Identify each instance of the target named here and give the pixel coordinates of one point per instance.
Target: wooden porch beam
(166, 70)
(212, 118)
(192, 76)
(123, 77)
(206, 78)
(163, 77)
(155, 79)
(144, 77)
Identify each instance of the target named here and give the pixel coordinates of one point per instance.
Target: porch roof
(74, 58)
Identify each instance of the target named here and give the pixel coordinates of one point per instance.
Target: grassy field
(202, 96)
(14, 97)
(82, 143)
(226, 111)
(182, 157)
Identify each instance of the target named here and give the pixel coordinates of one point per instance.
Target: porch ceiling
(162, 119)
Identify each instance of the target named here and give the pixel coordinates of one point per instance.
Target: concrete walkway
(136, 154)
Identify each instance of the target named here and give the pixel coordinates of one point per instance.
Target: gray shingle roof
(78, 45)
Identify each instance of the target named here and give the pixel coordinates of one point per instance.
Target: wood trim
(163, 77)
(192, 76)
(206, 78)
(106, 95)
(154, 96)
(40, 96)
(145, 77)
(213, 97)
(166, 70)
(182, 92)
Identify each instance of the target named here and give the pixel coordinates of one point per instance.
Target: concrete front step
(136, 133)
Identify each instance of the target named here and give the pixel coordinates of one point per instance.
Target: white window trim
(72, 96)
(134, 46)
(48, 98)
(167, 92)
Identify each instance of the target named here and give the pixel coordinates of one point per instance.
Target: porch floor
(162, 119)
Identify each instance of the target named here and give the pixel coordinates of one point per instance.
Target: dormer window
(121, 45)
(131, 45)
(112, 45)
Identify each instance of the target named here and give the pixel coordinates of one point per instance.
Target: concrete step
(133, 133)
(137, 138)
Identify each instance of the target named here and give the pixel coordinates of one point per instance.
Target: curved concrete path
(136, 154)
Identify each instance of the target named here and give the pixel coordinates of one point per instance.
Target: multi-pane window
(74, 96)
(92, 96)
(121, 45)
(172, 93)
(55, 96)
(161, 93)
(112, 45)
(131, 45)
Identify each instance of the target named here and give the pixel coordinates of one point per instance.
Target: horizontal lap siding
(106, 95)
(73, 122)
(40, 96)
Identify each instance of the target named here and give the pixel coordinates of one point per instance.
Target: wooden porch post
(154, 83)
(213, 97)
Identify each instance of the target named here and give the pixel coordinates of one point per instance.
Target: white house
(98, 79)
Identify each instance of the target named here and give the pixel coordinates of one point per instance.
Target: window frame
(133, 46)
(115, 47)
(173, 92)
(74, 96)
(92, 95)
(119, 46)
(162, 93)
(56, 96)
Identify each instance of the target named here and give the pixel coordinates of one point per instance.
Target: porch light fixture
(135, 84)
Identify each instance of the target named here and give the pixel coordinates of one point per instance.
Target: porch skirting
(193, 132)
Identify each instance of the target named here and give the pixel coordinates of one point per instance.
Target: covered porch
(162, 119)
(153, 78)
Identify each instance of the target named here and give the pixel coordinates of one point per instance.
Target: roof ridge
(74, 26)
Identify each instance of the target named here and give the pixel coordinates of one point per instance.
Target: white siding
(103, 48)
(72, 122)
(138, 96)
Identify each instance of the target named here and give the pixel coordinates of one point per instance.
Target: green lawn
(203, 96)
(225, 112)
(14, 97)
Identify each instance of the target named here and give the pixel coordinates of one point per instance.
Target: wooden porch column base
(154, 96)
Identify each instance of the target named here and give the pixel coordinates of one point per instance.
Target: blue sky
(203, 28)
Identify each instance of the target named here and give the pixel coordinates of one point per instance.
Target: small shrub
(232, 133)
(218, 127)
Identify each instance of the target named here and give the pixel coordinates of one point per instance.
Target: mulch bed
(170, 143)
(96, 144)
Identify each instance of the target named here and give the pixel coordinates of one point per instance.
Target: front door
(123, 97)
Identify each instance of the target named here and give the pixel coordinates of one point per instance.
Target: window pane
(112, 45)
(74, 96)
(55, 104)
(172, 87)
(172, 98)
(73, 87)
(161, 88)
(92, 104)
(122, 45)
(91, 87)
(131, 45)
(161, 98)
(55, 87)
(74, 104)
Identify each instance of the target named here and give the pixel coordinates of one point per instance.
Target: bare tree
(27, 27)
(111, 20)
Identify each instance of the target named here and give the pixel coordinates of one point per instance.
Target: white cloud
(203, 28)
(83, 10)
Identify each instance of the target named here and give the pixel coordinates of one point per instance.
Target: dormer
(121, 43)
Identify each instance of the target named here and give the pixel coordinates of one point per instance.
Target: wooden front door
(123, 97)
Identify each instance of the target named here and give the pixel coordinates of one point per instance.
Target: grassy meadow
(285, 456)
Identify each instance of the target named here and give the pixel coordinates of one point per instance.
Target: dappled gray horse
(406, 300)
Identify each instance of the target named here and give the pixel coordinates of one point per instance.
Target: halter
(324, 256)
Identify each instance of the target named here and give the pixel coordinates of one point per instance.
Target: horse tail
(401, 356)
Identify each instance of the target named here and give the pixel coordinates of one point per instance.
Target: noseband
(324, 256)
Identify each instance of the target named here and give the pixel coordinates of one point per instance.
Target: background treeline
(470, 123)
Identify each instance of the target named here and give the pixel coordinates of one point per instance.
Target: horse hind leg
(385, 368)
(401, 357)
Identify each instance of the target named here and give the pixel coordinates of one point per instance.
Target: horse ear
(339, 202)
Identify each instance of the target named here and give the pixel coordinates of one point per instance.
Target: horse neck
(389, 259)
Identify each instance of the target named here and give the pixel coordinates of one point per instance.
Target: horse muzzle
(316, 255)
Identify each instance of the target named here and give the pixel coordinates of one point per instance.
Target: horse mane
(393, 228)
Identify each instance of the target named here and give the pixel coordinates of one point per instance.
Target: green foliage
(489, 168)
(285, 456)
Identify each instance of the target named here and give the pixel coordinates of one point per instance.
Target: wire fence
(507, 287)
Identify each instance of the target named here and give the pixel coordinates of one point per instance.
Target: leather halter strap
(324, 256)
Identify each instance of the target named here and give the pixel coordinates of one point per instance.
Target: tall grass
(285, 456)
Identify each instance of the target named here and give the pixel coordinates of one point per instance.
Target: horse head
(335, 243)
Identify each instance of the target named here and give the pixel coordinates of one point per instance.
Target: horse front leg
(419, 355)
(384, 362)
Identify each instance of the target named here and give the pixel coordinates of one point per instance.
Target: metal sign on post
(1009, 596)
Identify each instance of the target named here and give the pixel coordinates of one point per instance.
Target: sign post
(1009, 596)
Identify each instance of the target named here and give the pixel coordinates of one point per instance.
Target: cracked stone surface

▸ **What you need to do**
Each record above is to be restated word for word.

▸ **Task answer**
Identify each instance of the target named here and give the pixel coordinates of one point per instance.
Target: wooden porch beam
(166, 70)
(212, 118)
(192, 76)
(123, 77)
(206, 78)
(163, 77)
(155, 79)
(144, 77)
Identify each instance of the target named here and give the pixel coordinates of one point per instance.
Target: porch roof
(74, 58)
Identify each instance of the target named here and give the pixel coordinates of one point per instance.
Target: grassy field
(202, 96)
(14, 97)
(82, 143)
(226, 111)
(182, 157)
Identify each instance of the target named here and give the pixel coordinates of one point per instance.
Target: porch ceiling
(162, 119)
Identify each instance of the target named here and give the pixel coordinates of one point per instance.
Target: concrete walkway
(136, 154)
Identify each instance of the target named here and give the pixel coordinates of one point per instance.
Target: gray shingle roof
(78, 45)
Identify each instance of the target named here and give the pixel coordinates of one point per instance.
Target: wood trim
(163, 77)
(192, 76)
(206, 78)
(106, 95)
(154, 96)
(40, 96)
(145, 77)
(213, 97)
(166, 70)
(182, 92)
Identify each instance of the target named here and give the pixel coordinates of one point per instance.
Target: concrete front step
(136, 133)
Identify each instance of the target named here and give the pixel coordinates of one point per instance.
Target: white window trim
(72, 96)
(134, 46)
(48, 98)
(167, 92)
Identify each instance of the target named here and give the pixel coordinates of one point per instance.
Target: porch floor
(162, 119)
Identify each instance of the target named here and give the pixel coordinates of one point per instance.
Target: dormer window
(121, 45)
(131, 45)
(112, 45)
Identify each instance of the target named here and give the pixel coordinates of one point per instance.
Target: concrete step
(133, 133)
(137, 138)
Identify each instance of the target named here and give the pixel coordinates of one point per instance.
Target: curved concrete path
(136, 154)
Identify each instance of the target named here and give the pixel coordinates of one point per instance.
Target: multi-pane window
(74, 96)
(92, 96)
(121, 45)
(172, 93)
(55, 96)
(161, 93)
(112, 45)
(131, 45)
Identify each instance of the target named here and give the pixel coordinates of one point per instance.
Target: horizontal lap siding
(106, 95)
(73, 122)
(40, 96)
Identify each instance of the target named here and give the pixel coordinates of one point per instance.
Target: wooden porch post
(154, 83)
(213, 97)
Identify each instance of the target named here and give the pixel coordinates of one point per instance.
Target: white house
(98, 79)
Identify each instance of the target named here and give the pixel coordinates of one point per instance.
Target: window frame
(133, 46)
(115, 47)
(173, 92)
(74, 96)
(92, 95)
(119, 46)
(162, 93)
(56, 96)
Identify each instance of the target named here and give the pixel coordinates of one point per instance.
Target: porch light fixture
(135, 84)
Identify each instance of the target named here and give the pixel coordinates of one point per instance.
Target: porch skirting
(193, 132)
Identify each instance of the target named here and give the pixel coordinates of one point per instance.
Target: covered porch
(162, 119)
(153, 78)
Identify each instance of the target named here and give the pixel coordinates of one point per instance.
Target: roof ridge
(74, 26)
Identify each instance of the target named here and give the pixel coordinates of one point per instance.
Target: white siding
(103, 48)
(72, 122)
(138, 96)
Identify each instance of the target named here and give the pixel coordinates of one point per instance.
Target: green lawn
(203, 96)
(225, 112)
(14, 97)
Identify each instance of the target named here and give the pixel coordinates of one point per instance.
Target: wooden porch column base
(154, 96)
Identify each instance of the target named here and give the pixel coordinates of one point per instance.
Target: blue sky
(203, 28)
Identify each instance of the target named here and give the pixel coordinates of one point per instance.
Target: small shrub
(232, 133)
(218, 127)
Identify each instance of the target named here and give the pixel coordinates of one point per instance.
Target: mulch bed
(170, 143)
(96, 144)
Identify each instance of the target named here and give the pixel coordinates of one point per instance.
Target: front door
(123, 97)
Identify each instance of the target named here and give the pixel coordinates of one point per instance.
Target: window pane
(112, 45)
(74, 96)
(55, 104)
(172, 87)
(172, 98)
(73, 87)
(161, 88)
(92, 104)
(122, 45)
(91, 87)
(131, 45)
(161, 98)
(55, 87)
(74, 104)
Identify each instance of the target named here and give the pixel coordinates of one point per instance.
Target: bare tree
(27, 27)
(111, 20)
Identify each instance of the target named here and give the pixel coordinates of one point per instance.
Target: white cloud
(203, 28)
(83, 10)
Identify each instance of the target named here and give the pixel coordinates of one point per instance.
Target: dormer
(121, 43)
Identify each instance of the target named here and give the pixel coordinates of one point per instance.
Target: wooden front door
(123, 97)
Identify each instance of the target named here and give the pixel coordinates of one point per instance.
Target: grassy meadow
(285, 456)
Identify each instance of the target named here and give the pixel coordinates of one point per instance.
Target: dappled gray horse
(406, 300)
Identify each instance of the target named here and give the pixel coordinates of one point per instance.
Target: halter
(324, 256)
Identify each instance of the target named here and give the pixel coordinates of one point per instance.
Target: horse tail
(401, 356)
Identify each instance of the target named here and give the pixel coordinates of one point per instance.
Target: noseband
(324, 256)
Identify each instance of the target named here and give the pixel coordinates of one point per instance.
Target: background treeline
(470, 123)
Identify each instance of the target named here and give the pixel coordinates of one point per instance.
Target: horse hind leg
(385, 368)
(401, 357)
Identify each instance of the target named here and give the pixel coordinates of one point per instance.
Target: horse ear
(339, 202)
Identify each instance of the target named here and give the pixel coordinates of one point per instance.
Target: horse neck
(389, 259)
Identify each instance of the target named here and give the pixel coordinates of one point per instance.
Target: horse muzzle
(316, 255)
Identify each instance of the target named here and give the pixel coordinates of one point per instance.
Target: horse mane
(393, 228)
Identify each instance of the target named here and give the pixel coordinates of one point per instance.
Target: green foliage
(489, 168)
(285, 456)
Identify each instance of the target named here and give the pixel coordinates of one point per instance.
Target: wire fence
(507, 287)
Identify each instance of the target named here and give the pixel coordinates of one point per instance.
Target: leather halter strap
(324, 256)
Identify each instance of the target named here and give the pixel coordinates of one point per instance.
Target: tall grass
(285, 456)
Identify each instance of the target named here and give the pixel coordinates of one point per instance.
Target: horse head
(335, 243)
Identify each instance of the target named here and give the pixel coordinates of one point per instance.
Target: horse front leg
(419, 355)
(384, 362)
Identify each instance of the target named here and give the pixel coordinates of one point per instance.
Target: metal sign on post
(1009, 596)
Identify each instance of the target named here and give the pixel coordinates of one point per instance.
Target: sign post
(1009, 596)
Identify each instance of the target named here and give the pixel coordinates of one point per instance.
Target: cracked stone surface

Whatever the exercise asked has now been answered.